Grałem na gitarze jeszcze zanim spotkałem Steviego, ale nie była to gitara elektryczna. Miałem takie małe gitary klasyczne z nylonowymi strunami. Grałem rzeczy typu „Smoke On The Water”, czy „Mary Had a Little Lamb”. Jednak gdy zobaczyłem Steviego, zacząłem marzyć o gitarze elektrycznej. Chciałem nauczyć się grać z taką samą pasją, uczuciem, zaangażowaniem jak on.
Myślę, że również w Twojej muzyce słychać, jak wielką inspiracją był dla ciebie Stevie. A czy teraz, jako uznany gitarzysta, mógłbyś podzielić się tym, jak szukać takich inspiracji, a także jak motywować się do grania? Myślę bowiem, iż większość gitarzystów zgadza się, że o ile występowanie przed publiką jest niewiarygodnym uczuciem, o tyle sam proces nauki, ciągłe powtarzanie jakichś ćwiczeń technicznych może być zniechęcające.

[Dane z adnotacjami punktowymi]
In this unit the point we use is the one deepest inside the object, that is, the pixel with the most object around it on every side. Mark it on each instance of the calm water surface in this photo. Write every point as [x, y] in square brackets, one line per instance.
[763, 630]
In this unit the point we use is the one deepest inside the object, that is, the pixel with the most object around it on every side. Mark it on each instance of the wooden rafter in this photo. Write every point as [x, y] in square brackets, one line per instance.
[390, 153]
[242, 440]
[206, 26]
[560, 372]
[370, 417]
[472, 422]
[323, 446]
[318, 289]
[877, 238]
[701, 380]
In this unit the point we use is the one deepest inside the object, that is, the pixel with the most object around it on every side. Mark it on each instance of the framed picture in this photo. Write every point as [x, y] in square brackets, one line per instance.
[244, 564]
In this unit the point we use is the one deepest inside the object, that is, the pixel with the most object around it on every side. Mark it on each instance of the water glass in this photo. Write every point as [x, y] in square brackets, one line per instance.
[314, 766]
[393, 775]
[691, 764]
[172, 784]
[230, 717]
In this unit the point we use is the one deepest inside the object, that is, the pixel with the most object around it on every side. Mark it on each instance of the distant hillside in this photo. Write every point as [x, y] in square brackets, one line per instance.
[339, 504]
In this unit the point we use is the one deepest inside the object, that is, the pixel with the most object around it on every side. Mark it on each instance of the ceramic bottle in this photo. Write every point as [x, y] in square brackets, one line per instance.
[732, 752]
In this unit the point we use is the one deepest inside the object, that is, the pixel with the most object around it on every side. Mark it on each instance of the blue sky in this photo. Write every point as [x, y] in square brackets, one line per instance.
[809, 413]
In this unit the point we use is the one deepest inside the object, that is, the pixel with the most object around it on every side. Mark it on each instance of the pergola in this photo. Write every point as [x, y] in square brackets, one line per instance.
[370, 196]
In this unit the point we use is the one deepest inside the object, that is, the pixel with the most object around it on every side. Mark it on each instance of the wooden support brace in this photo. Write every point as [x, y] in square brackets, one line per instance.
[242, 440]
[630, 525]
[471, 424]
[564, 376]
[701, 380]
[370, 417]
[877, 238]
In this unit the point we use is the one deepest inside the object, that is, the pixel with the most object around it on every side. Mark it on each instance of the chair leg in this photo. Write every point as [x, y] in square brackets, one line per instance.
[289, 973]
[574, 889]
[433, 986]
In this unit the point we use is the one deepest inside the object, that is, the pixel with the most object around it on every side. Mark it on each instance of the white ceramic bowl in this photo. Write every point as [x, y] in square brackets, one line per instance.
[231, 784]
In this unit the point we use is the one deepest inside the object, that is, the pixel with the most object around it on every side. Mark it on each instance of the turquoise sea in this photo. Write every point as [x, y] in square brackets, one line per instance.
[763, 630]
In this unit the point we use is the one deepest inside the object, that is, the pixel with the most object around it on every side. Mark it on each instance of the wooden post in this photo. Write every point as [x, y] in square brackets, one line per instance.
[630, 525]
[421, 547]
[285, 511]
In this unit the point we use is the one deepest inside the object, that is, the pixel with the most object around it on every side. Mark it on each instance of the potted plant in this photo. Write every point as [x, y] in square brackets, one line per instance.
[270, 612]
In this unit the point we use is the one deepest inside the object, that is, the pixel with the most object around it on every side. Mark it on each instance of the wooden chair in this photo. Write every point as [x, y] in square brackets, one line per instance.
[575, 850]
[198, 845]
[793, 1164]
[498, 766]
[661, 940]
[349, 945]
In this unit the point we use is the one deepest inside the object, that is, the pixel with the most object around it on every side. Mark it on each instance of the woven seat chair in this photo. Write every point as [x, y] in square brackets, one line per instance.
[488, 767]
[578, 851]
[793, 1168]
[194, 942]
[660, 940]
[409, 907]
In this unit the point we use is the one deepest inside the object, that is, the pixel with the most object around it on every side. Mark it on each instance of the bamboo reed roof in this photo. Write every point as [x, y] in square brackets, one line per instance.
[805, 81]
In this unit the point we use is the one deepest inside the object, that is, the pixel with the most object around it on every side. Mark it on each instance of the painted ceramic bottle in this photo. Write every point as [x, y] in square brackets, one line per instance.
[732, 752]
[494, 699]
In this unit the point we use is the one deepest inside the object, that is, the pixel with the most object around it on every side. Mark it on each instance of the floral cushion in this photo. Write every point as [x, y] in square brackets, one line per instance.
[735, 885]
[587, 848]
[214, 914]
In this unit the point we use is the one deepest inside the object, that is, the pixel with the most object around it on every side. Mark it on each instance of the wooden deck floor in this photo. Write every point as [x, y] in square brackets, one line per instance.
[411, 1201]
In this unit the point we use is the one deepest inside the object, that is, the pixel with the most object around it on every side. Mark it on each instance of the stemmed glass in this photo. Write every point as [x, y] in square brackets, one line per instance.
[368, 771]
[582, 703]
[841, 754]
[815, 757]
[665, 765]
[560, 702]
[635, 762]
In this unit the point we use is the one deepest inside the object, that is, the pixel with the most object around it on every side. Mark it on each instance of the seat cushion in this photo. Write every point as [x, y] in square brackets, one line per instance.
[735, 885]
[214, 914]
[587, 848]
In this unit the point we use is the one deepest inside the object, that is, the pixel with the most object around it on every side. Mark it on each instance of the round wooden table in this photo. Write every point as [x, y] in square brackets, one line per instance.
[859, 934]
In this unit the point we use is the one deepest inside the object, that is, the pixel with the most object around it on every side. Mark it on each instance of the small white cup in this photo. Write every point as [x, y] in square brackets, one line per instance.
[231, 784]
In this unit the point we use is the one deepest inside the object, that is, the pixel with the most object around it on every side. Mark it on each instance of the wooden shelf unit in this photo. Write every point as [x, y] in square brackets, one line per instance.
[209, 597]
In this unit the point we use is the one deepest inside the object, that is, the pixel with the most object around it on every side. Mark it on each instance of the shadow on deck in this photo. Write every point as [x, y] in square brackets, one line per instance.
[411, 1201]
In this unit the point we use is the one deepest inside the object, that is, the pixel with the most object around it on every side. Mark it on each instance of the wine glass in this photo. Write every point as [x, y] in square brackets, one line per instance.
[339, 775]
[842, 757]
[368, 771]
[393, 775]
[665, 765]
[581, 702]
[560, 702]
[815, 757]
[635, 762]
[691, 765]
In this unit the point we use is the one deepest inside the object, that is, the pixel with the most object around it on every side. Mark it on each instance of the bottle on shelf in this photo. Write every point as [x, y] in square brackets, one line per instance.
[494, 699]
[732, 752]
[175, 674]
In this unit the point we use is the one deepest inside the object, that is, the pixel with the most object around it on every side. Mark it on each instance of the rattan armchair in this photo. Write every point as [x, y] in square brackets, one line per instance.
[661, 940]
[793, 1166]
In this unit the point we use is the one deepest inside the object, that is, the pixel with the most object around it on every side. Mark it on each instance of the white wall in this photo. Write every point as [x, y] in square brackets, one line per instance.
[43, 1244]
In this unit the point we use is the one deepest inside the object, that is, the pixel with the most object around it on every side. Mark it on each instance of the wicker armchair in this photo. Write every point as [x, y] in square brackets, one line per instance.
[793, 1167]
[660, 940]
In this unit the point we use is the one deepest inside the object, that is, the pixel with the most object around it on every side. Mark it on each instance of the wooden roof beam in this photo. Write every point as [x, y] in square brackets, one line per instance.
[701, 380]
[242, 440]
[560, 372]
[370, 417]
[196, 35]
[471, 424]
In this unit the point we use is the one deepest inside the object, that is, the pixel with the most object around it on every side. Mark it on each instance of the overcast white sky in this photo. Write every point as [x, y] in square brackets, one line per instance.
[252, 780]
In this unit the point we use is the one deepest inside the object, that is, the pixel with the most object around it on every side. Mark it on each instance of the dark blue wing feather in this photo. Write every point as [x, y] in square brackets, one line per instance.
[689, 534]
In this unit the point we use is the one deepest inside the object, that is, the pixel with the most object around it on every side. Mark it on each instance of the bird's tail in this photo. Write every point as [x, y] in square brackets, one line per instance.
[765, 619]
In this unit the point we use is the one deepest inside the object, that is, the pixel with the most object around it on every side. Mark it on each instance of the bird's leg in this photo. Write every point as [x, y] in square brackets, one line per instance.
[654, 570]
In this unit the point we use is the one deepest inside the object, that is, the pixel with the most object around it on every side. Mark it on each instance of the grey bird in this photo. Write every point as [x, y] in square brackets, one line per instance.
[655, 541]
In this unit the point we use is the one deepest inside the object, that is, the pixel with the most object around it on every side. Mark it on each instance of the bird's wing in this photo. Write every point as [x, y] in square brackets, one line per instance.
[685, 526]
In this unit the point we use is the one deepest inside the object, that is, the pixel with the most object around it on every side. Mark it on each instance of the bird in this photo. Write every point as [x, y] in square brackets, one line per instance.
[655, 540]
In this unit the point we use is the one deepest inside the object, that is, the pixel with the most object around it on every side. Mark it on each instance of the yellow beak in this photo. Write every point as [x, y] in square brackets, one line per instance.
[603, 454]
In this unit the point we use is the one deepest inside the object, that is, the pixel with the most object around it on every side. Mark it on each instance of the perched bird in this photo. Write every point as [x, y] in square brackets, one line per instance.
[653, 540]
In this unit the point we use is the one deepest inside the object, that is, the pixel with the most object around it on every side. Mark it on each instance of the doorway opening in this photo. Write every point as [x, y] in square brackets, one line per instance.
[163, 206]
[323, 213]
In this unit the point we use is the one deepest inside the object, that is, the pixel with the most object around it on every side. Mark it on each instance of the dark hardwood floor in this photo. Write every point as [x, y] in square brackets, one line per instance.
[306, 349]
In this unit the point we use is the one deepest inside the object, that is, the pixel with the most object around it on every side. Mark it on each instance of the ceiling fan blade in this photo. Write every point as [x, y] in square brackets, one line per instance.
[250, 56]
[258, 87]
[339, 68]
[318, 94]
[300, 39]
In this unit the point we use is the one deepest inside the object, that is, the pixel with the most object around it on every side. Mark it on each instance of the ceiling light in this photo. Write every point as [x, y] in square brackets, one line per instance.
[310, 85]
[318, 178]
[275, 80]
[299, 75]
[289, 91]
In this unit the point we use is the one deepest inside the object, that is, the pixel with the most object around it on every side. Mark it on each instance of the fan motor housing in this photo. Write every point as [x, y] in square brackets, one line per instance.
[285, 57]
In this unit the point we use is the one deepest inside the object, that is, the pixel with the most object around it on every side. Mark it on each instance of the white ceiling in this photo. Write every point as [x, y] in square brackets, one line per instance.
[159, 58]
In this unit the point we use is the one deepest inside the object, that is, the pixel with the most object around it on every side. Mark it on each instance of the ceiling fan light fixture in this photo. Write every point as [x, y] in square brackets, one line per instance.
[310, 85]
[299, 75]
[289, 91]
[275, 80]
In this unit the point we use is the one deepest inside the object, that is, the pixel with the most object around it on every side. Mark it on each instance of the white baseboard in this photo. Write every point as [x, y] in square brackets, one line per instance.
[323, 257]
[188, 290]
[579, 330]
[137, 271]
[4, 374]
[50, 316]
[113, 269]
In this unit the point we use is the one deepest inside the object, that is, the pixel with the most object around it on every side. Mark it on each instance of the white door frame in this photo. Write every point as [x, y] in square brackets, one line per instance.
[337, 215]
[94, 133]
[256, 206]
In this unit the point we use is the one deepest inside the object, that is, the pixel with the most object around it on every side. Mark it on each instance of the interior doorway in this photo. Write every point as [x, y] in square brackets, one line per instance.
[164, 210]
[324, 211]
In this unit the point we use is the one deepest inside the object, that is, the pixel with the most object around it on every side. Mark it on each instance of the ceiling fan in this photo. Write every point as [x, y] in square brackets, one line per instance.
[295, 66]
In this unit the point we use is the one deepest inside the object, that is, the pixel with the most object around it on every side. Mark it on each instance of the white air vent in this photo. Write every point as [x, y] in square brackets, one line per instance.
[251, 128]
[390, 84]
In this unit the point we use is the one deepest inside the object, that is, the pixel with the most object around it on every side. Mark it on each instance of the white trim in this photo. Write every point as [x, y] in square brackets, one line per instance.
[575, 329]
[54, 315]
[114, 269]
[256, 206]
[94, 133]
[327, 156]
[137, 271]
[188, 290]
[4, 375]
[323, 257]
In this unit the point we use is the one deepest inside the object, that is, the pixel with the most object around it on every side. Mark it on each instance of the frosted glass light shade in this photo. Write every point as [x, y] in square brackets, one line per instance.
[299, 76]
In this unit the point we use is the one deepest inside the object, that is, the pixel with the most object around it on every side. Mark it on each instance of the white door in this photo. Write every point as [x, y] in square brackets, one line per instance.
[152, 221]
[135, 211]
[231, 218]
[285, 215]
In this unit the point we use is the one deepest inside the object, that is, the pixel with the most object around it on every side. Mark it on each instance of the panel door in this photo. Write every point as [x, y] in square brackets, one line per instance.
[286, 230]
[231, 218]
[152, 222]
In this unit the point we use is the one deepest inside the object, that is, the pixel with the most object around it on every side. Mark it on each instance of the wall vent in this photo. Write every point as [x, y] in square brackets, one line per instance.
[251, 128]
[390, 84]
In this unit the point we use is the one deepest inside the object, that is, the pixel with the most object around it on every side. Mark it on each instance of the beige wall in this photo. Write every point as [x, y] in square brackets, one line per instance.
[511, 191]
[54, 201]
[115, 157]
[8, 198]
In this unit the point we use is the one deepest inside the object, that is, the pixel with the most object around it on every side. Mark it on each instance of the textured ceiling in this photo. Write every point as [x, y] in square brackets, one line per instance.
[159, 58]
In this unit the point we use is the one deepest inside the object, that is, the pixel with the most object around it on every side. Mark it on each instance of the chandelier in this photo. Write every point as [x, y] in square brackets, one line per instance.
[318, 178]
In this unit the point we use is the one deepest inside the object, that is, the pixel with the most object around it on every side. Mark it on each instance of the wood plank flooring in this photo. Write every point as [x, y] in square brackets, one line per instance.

== TREŚĆ ZADANIA 1 ==
Odpowiedz krótko na pytania do wywiadu o gitarze:
(a) Na jakich gitarach grał rozmówca, zanim spotkał Steviego?
(b) Jakie dwa utwory wtedy grał?
(c) Co według pytającego może zniechęcać w samym procesie nauki?
== TREŚĆ ZADANIA 2 ==
Kontynuuj wywiad o gitarze od miejsca, w którym się urywa.
Dane są materiałem odrębnym od wywiadu o gitarze.

== ODPOWIEDŹ 1 ==
(a) Na małych gitarach klasycznych z nylonowymi strunami.
(b) „Smoke On The Water” i „Mary Had a Little Lamb”.
(c) Ciągłe powtarzanie ćwiczeń technicznych.

== ODPOWIEDŹ 2 ==
Tak, nie da się ukryć, że dojście do mojego obecnego poziomu gry zajęło mi całe lata ćwiczeń, starannego powtarzania różnych zagrywek. Ale dla mnie, nawet gdy byłem mały, nie było to zniechęcające. Ja po prostu kochałem ten instrument i uwielbiałem obserwować postępy, które robiłem. Jeśli robisz coś, co kochasz, to skupianie się na tym godzinami nie jest trudne. W ogóle nie masz wrażenia, że ciężko pracujesz. Czasem możesz czuć frustrację, jeśli na przykład jeszcze nie jesteś w stanie zagrać jakiejś rzeczy, ale taka frustracja tylko pomaga ci odnaleźć determinację do dalszych ćwiczeń, aż osiągniesz cel. Ćwiczcie pamiętając, że kochacie to robić, że kochacie grać. Największa rada, jaką mogę przekazać, to grajcie sercem i duszą. Ja staram się robić to każdego dnia.
Największa rada, jaką mogę przekazać, to grajcie sercem i duszą. Ja staram się robić to każdego dnia
Czyli motywacją jest dla ciebie sam kontakt z instrumentem i obserwowanie własnych postępów?
Tak. Oprócz tego czuję ogromną motywację, gdy ludzie mówią mi, że moja płyta jest dla nich ważna. Albo że przyszli na mój koncert i poczuli tam coś specjalnego. Takie momenty są dla mnie bardzo inspirujące.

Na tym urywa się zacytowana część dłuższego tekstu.